The exercise -> From the entries below, pull out and copy every line that contains the string "face". Case counts.

Data records ->
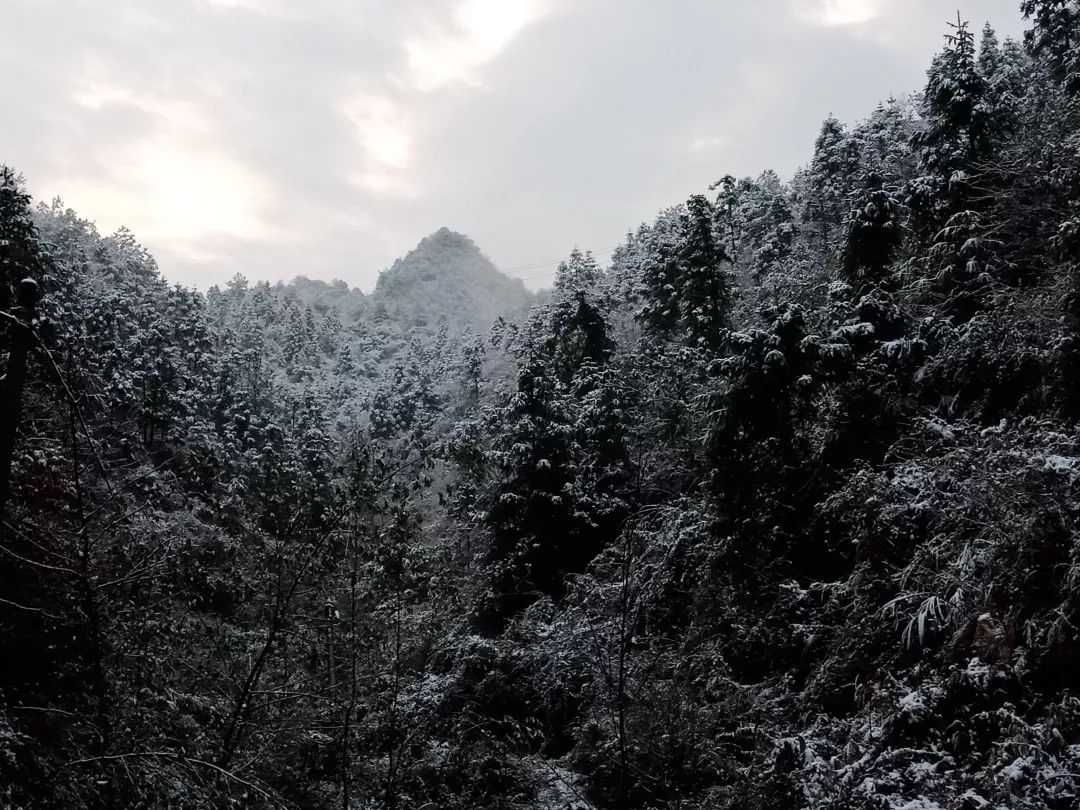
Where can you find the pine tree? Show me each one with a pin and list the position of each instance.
(1055, 35)
(688, 287)
(832, 173)
(873, 232)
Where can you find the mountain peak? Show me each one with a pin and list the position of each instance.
(447, 275)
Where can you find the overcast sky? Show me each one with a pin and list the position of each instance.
(326, 137)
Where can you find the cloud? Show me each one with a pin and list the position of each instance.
(477, 31)
(838, 12)
(325, 137)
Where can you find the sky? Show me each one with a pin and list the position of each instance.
(326, 137)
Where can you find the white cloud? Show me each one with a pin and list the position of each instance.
(838, 12)
(707, 143)
(478, 32)
(173, 184)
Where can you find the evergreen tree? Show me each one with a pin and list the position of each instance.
(874, 232)
(1055, 35)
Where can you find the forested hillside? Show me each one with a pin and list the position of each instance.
(780, 509)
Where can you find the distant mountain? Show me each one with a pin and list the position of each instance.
(447, 275)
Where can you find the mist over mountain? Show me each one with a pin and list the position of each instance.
(777, 510)
(446, 275)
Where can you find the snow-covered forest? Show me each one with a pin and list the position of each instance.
(778, 509)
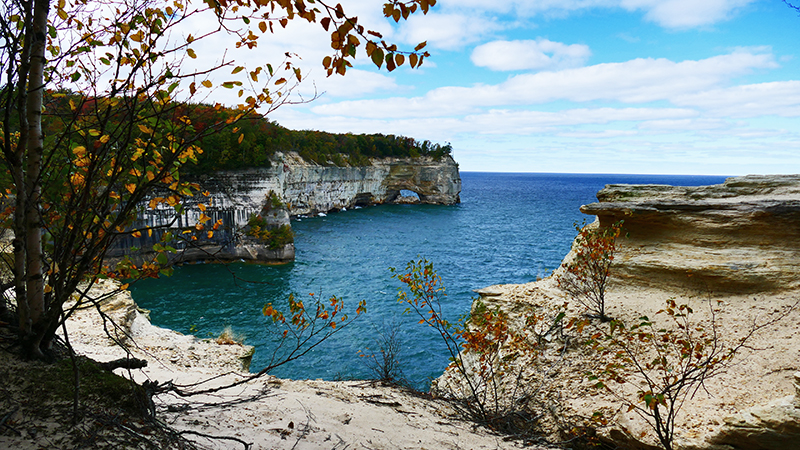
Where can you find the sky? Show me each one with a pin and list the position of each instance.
(573, 86)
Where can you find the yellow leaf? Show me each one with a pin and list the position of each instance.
(77, 179)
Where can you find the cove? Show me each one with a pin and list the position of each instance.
(509, 228)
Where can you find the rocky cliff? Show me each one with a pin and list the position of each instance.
(309, 188)
(731, 253)
(299, 188)
(739, 236)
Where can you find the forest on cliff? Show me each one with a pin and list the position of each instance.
(254, 139)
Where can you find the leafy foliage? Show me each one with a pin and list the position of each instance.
(665, 363)
(274, 238)
(76, 164)
(488, 352)
(585, 278)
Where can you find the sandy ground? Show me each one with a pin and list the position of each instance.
(761, 373)
(273, 413)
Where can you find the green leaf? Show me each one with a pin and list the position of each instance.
(162, 259)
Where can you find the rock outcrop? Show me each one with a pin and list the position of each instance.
(739, 236)
(729, 252)
(309, 188)
(301, 188)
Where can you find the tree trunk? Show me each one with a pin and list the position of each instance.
(34, 327)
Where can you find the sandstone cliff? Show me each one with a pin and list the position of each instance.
(309, 188)
(730, 251)
(740, 236)
(301, 188)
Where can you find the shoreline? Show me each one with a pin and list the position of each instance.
(303, 414)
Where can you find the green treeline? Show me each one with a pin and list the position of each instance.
(231, 142)
(255, 139)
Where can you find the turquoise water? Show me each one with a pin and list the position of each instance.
(509, 228)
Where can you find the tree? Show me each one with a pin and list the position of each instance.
(585, 277)
(665, 363)
(108, 80)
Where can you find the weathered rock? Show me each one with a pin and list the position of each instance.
(775, 426)
(739, 236)
(304, 188)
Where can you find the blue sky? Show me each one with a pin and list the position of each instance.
(589, 86)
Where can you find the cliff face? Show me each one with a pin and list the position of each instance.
(739, 236)
(309, 188)
(303, 188)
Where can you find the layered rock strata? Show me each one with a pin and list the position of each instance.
(730, 252)
(302, 188)
(739, 236)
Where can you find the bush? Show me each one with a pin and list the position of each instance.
(273, 237)
(585, 278)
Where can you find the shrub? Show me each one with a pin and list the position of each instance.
(273, 237)
(585, 278)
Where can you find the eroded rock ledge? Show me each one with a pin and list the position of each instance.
(739, 236)
(302, 188)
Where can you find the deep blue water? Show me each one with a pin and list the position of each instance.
(509, 228)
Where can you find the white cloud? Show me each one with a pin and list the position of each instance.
(640, 80)
(447, 31)
(779, 98)
(666, 13)
(686, 13)
(529, 55)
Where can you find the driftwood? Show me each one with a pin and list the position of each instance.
(125, 363)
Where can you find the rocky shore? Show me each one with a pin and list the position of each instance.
(730, 252)
(270, 413)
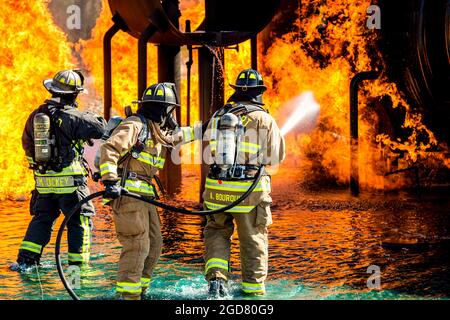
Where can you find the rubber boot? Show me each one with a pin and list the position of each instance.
(217, 288)
(24, 263)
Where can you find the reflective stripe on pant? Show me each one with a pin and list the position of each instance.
(138, 230)
(253, 244)
(47, 210)
(83, 257)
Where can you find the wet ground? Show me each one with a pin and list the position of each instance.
(321, 246)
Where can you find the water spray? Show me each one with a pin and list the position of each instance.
(304, 115)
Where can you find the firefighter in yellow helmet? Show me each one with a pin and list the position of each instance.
(259, 143)
(129, 159)
(53, 141)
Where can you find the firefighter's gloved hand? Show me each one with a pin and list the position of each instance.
(113, 190)
(205, 126)
(171, 123)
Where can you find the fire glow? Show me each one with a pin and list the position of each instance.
(310, 66)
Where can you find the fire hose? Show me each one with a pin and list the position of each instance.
(154, 202)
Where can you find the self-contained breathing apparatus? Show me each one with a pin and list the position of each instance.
(137, 148)
(47, 143)
(229, 137)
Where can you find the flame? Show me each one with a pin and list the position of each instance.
(329, 46)
(124, 62)
(27, 59)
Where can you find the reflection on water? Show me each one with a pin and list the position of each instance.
(320, 248)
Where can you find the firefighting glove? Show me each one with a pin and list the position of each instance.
(113, 190)
(205, 126)
(171, 123)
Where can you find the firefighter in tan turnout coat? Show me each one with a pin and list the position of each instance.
(261, 144)
(130, 158)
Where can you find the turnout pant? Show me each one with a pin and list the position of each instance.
(138, 229)
(46, 209)
(253, 244)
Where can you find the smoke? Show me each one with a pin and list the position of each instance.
(303, 113)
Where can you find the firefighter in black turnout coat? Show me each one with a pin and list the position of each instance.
(53, 141)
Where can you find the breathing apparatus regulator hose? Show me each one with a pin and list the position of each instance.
(162, 205)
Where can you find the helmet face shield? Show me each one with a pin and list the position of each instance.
(159, 101)
(249, 80)
(66, 82)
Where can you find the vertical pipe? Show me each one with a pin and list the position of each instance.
(107, 78)
(254, 51)
(211, 93)
(188, 75)
(169, 71)
(354, 134)
(142, 58)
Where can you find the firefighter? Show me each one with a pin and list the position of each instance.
(260, 143)
(129, 159)
(59, 168)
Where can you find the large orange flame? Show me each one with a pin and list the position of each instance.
(330, 46)
(27, 57)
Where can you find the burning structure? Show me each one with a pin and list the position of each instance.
(313, 46)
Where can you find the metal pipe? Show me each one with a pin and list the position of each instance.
(107, 77)
(188, 75)
(254, 51)
(142, 57)
(354, 134)
(211, 94)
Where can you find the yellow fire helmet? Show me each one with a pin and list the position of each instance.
(66, 82)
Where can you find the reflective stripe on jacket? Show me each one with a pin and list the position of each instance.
(59, 182)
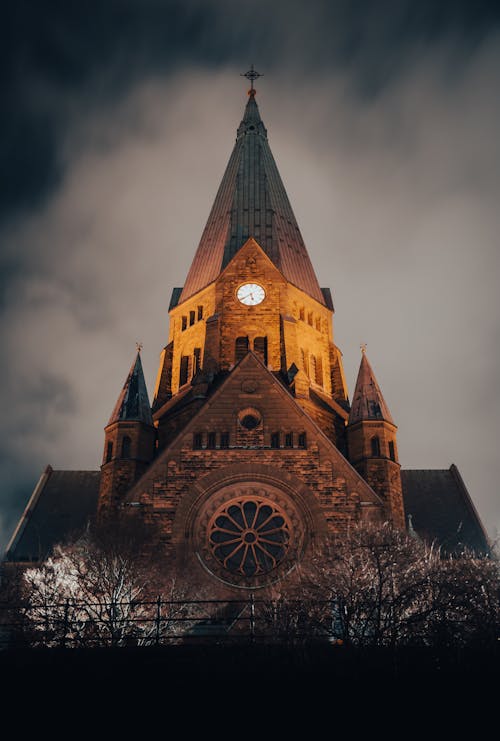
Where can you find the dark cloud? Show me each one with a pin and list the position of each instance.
(383, 118)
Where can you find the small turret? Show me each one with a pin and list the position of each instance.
(129, 440)
(371, 439)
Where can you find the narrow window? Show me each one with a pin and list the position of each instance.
(126, 443)
(241, 348)
(303, 359)
(184, 369)
(196, 359)
(313, 366)
(319, 372)
(260, 347)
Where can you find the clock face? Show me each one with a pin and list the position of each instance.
(251, 294)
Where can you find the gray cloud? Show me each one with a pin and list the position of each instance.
(395, 191)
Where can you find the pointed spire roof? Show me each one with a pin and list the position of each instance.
(252, 202)
(133, 402)
(368, 402)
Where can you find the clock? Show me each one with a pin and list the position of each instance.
(250, 294)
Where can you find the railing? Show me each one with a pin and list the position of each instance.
(164, 622)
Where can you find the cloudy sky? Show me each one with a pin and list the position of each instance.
(118, 121)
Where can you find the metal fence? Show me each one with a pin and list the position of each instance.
(164, 622)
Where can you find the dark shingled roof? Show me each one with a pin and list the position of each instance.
(441, 510)
(367, 401)
(62, 503)
(252, 202)
(133, 402)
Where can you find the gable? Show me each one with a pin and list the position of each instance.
(251, 390)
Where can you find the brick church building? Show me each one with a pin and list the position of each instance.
(251, 452)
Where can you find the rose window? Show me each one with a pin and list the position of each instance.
(249, 537)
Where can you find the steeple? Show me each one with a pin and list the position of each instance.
(129, 442)
(368, 402)
(133, 402)
(252, 202)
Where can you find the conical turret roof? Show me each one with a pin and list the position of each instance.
(368, 402)
(252, 202)
(133, 402)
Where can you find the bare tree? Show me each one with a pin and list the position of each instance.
(380, 586)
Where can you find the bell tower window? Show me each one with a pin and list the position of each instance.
(241, 348)
(126, 445)
(185, 370)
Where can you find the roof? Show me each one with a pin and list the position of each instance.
(133, 402)
(368, 402)
(62, 504)
(252, 202)
(441, 510)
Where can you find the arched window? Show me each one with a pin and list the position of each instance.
(314, 368)
(126, 444)
(185, 370)
(318, 374)
(260, 348)
(196, 359)
(375, 447)
(303, 360)
(241, 348)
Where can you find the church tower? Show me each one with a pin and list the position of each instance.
(252, 286)
(371, 437)
(129, 443)
(251, 458)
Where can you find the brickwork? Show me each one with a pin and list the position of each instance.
(318, 479)
(128, 451)
(373, 452)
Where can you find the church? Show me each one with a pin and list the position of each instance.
(249, 453)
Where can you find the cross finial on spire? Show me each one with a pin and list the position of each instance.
(251, 75)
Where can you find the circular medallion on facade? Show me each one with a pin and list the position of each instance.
(249, 536)
(249, 386)
(249, 418)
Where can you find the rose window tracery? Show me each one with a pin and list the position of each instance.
(249, 537)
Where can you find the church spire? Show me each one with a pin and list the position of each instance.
(252, 202)
(368, 402)
(133, 402)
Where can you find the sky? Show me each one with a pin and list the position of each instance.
(118, 121)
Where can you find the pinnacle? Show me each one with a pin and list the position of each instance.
(133, 402)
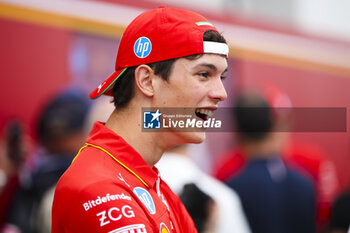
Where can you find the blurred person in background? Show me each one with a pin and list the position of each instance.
(340, 217)
(60, 132)
(100, 110)
(306, 158)
(178, 169)
(201, 207)
(275, 198)
(167, 57)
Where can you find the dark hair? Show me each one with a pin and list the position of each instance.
(253, 117)
(123, 89)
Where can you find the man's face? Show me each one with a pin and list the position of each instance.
(193, 84)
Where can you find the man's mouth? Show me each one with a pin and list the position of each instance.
(204, 113)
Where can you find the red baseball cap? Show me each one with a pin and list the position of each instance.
(158, 35)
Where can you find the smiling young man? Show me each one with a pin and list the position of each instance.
(166, 58)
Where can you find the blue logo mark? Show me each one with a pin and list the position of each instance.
(145, 198)
(142, 47)
(151, 120)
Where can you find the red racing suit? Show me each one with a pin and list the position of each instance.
(110, 188)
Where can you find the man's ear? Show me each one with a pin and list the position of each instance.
(143, 79)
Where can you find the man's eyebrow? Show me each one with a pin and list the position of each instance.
(210, 66)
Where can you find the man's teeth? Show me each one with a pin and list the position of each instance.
(203, 111)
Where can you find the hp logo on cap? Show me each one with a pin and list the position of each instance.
(142, 47)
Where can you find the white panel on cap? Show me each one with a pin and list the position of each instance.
(215, 47)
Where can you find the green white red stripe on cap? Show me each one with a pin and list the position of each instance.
(215, 47)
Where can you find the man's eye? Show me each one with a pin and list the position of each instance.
(204, 74)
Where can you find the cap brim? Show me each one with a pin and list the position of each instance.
(106, 86)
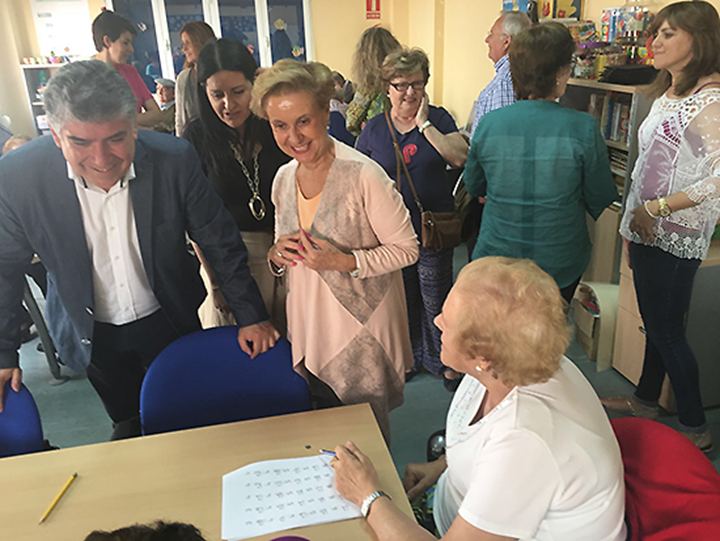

Task answer ->
Where can you find the cliff face? Show me each one with a pin and list the position of each instance.
Where can you find the helmet face shield? Show me each one with a pin and list the position of each instance.
Where can you find the clock face? Show me each one with a pin and list the position of each instance.
Where can you find the man's face? Show me each one with a pin and list the position of each instance.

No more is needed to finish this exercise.